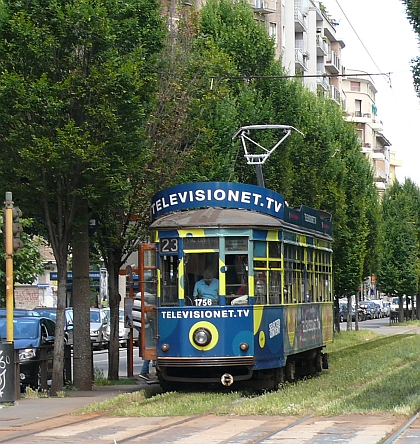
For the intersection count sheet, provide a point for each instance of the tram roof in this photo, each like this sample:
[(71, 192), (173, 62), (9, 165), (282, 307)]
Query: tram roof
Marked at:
[(227, 218)]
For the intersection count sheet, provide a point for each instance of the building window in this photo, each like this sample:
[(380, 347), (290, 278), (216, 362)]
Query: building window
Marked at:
[(273, 31)]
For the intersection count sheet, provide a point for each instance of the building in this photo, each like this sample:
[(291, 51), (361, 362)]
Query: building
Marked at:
[(359, 104)]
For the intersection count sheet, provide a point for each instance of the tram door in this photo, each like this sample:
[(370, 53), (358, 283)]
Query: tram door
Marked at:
[(148, 289)]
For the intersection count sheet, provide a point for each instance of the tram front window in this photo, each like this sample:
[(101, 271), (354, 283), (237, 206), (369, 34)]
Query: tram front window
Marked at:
[(169, 281), (201, 279)]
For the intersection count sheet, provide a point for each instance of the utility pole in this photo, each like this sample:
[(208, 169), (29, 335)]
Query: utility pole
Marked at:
[(8, 224), (12, 229)]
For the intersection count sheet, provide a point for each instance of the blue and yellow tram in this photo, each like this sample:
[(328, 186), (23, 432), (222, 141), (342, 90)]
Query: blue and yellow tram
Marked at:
[(273, 312)]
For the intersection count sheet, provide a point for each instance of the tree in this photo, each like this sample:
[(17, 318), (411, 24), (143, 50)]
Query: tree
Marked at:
[(27, 263), (75, 78)]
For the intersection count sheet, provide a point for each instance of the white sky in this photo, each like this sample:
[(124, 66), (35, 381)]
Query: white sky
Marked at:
[(379, 38)]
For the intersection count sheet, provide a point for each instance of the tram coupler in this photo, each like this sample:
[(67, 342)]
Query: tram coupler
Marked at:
[(226, 379)]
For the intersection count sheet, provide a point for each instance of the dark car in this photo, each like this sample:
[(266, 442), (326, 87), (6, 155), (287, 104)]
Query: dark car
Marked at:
[(343, 313), (370, 308), (51, 312), (19, 312), (31, 335)]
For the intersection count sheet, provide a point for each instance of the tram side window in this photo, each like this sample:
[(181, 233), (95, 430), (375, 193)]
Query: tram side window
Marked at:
[(267, 272), (169, 290), (236, 274), (288, 273)]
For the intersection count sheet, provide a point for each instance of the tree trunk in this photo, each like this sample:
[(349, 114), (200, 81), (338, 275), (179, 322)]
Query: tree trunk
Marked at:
[(82, 348), (114, 305), (58, 363), (337, 315)]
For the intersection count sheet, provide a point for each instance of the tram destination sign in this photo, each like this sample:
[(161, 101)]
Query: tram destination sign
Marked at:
[(217, 194)]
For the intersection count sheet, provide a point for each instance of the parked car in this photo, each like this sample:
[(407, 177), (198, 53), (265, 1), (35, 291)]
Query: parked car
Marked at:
[(343, 313), (387, 308), (31, 334), (123, 332), (372, 311), (98, 326), (51, 312), (383, 307), (19, 312)]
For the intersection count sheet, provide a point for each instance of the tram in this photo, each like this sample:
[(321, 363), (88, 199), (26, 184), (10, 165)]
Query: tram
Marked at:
[(272, 315)]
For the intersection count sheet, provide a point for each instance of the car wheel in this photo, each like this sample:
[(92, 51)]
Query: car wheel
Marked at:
[(37, 382)]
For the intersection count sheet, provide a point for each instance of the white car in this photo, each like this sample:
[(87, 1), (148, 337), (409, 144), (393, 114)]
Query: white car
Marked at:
[(98, 326), (123, 331)]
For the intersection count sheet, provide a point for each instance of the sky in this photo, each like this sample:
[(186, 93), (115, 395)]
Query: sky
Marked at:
[(380, 39)]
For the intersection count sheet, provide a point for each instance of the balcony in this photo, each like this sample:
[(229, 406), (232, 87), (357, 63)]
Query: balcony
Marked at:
[(335, 94), (321, 46), (333, 65), (323, 81), (300, 60), (264, 7), (300, 21), (366, 148)]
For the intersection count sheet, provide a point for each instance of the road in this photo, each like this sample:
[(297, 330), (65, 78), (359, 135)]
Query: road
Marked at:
[(100, 361), (100, 357)]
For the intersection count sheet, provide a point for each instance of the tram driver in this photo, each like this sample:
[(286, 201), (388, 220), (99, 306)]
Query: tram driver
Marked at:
[(207, 288)]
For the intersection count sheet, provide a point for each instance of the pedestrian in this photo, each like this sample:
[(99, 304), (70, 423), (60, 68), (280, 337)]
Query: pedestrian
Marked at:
[(144, 374)]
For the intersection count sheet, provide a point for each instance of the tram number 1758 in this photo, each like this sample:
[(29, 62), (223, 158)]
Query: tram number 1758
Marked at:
[(203, 302), (169, 245)]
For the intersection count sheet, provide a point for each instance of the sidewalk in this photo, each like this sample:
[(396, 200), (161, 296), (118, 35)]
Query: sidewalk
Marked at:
[(27, 411)]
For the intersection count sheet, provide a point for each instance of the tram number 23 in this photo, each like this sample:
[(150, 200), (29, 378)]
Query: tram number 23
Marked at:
[(203, 302), (169, 245)]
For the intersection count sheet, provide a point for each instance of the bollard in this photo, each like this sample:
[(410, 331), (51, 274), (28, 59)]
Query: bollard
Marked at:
[(7, 373)]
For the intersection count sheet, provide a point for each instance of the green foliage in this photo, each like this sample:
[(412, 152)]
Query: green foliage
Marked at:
[(233, 28)]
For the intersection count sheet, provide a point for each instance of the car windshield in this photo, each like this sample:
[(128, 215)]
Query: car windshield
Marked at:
[(95, 317), (22, 329), (48, 314)]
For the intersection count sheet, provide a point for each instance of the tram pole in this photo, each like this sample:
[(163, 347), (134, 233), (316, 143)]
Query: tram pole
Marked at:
[(8, 225)]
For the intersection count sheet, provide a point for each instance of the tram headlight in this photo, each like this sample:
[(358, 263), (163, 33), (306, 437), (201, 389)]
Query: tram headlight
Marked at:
[(202, 337)]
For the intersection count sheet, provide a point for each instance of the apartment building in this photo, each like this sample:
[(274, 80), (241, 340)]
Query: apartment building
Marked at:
[(307, 42), (359, 103)]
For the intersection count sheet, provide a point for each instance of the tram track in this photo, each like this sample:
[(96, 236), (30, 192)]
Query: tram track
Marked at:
[(402, 430)]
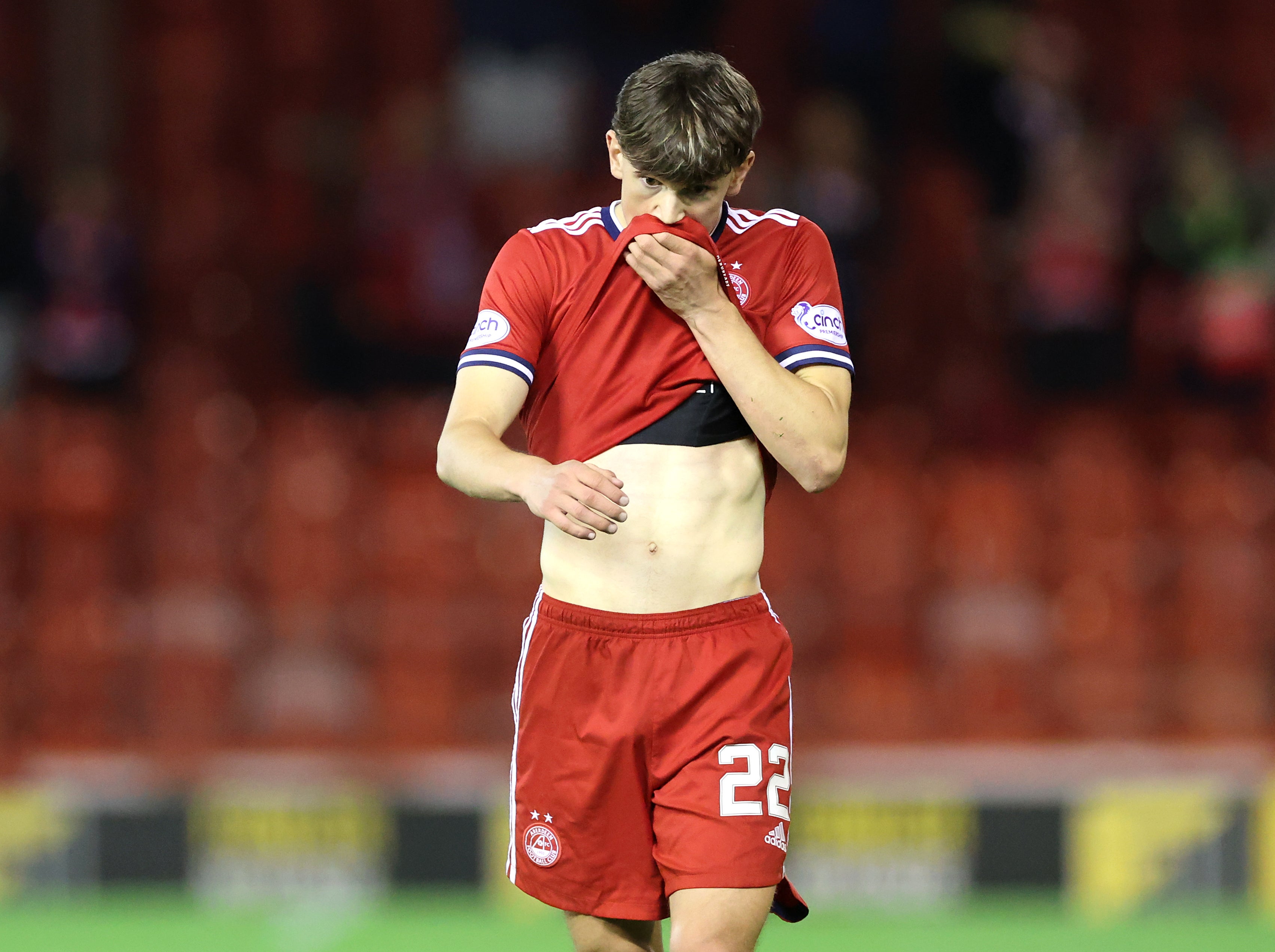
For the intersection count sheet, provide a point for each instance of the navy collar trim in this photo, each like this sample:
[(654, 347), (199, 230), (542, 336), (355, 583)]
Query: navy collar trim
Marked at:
[(614, 230)]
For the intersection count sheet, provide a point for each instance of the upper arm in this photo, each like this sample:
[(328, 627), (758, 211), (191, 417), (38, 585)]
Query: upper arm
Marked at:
[(486, 396), (514, 311), (807, 327), (834, 381)]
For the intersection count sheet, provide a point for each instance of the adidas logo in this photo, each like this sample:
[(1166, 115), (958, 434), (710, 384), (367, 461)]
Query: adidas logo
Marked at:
[(776, 838)]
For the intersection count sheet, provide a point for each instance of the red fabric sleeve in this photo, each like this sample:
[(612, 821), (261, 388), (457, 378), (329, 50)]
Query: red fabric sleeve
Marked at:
[(514, 310), (807, 326)]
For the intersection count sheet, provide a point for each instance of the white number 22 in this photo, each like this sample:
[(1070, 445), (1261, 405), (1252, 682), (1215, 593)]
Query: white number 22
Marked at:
[(732, 807)]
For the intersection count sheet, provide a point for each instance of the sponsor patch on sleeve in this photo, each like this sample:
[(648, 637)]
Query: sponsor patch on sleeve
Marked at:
[(823, 321), (490, 328)]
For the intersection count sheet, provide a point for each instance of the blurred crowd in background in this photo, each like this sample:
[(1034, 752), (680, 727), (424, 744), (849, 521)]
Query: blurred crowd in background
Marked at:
[(241, 245)]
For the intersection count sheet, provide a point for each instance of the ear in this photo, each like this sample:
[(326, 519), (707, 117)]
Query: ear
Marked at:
[(615, 155), (739, 175)]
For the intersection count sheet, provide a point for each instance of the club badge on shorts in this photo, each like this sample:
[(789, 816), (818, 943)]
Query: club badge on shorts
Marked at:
[(542, 845)]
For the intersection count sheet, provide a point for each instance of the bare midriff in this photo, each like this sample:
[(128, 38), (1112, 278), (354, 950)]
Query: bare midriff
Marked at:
[(693, 538)]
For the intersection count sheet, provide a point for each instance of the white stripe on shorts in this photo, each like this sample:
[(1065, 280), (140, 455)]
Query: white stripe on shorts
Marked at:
[(528, 628)]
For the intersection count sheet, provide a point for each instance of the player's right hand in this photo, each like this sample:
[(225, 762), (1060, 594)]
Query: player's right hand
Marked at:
[(579, 499)]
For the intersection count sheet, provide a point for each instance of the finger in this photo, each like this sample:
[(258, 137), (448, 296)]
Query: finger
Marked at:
[(601, 504), (584, 515), (611, 489), (560, 521), (651, 246), (607, 473), (676, 244), (649, 271)]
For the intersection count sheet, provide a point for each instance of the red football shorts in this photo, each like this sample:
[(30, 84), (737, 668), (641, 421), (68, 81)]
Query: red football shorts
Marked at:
[(651, 755)]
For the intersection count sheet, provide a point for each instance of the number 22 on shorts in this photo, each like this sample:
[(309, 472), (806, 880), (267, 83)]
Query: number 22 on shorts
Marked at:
[(781, 780)]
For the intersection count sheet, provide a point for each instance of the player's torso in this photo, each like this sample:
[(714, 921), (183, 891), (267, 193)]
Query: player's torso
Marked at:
[(694, 530)]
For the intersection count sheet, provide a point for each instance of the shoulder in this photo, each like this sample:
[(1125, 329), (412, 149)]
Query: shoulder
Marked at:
[(558, 242), (776, 226), (565, 229), (777, 221)]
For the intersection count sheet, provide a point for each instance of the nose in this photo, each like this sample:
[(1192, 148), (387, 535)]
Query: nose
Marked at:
[(669, 210)]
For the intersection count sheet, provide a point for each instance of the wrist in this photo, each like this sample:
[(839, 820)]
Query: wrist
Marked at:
[(524, 473), (713, 314)]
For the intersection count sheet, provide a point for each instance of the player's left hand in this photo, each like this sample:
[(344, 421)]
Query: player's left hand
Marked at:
[(680, 272)]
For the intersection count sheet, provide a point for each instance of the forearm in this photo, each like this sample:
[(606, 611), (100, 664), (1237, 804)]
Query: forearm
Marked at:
[(474, 461), (800, 424)]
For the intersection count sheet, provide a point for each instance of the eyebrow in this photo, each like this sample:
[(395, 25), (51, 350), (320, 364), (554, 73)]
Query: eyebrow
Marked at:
[(685, 190)]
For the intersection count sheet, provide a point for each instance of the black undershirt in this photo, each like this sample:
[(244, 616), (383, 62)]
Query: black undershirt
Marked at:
[(708, 417)]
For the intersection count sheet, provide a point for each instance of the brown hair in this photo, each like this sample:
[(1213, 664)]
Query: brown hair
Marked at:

*Exercise aim*
Rewrite the items starting with the line that contains "the car windshield" and going on through the line that contains "[(514, 310), (807, 326)]", changing "intersection count sheet" to "crossing survey form" everywhere it occurs and keeping everything else the same. Leave the pictures out of your answer.

*Response*
For the crossing survey form, provide a point for each instance of the car windshield in this photo, each like this sample:
[(128, 215)]
Query: car windshield
Marked at:
[(95, 317), (22, 329), (48, 314)]
For the crossing survey form, provide a point for each instance of the tram pole in this photo, each like this sample:
[(163, 347), (134, 233), (316, 143)]
Query: tram pole
Marked at:
[(8, 225)]
For the crossing survey form, provide a point for each instance of the tram headlight in this photo, each like this sample:
[(358, 263), (163, 33), (306, 437), (201, 389)]
Query: tram headlight
Marked at:
[(202, 337)]
For the crossing survey form, provide a point for each instance of the apartment building in this photo, each like this sample:
[(274, 80), (241, 340)]
Query: apartment building
Marked at:
[(307, 42), (359, 103)]
For the crossing survey form, provide a point for each instance of the tram track in this photo, each like this sample:
[(96, 236), (30, 192)]
Query: tram track
Marked at:
[(402, 430)]
For the crossing survey form, provide a point for each instance of the navy collar trim in this photo, each like this sample:
[(654, 347), (199, 230), (542, 336), (355, 583)]
Query: navy collar trim
Marked at:
[(614, 230)]
For the crossing survey form, provide a point for each instance of the upper arm in this photo, each like this sample:
[(328, 627), (758, 211), (191, 417), (38, 585)]
Query: upper arm
Marked at:
[(486, 396), (514, 311), (807, 327), (834, 381)]
For the crossing survey form, provide a point for each instance of the adidas logo in this photo, each like this sample:
[(1166, 115), (958, 434), (710, 384), (367, 461)]
Query: adidas logo
Marked at:
[(776, 838)]
For the crossing survey form, provide a point for each instance of the red fabric sleeve in this photo, each like this sample:
[(612, 821), (261, 388), (457, 378), (329, 50)]
Query: red fabric sleeve
Marked at:
[(514, 310), (807, 326)]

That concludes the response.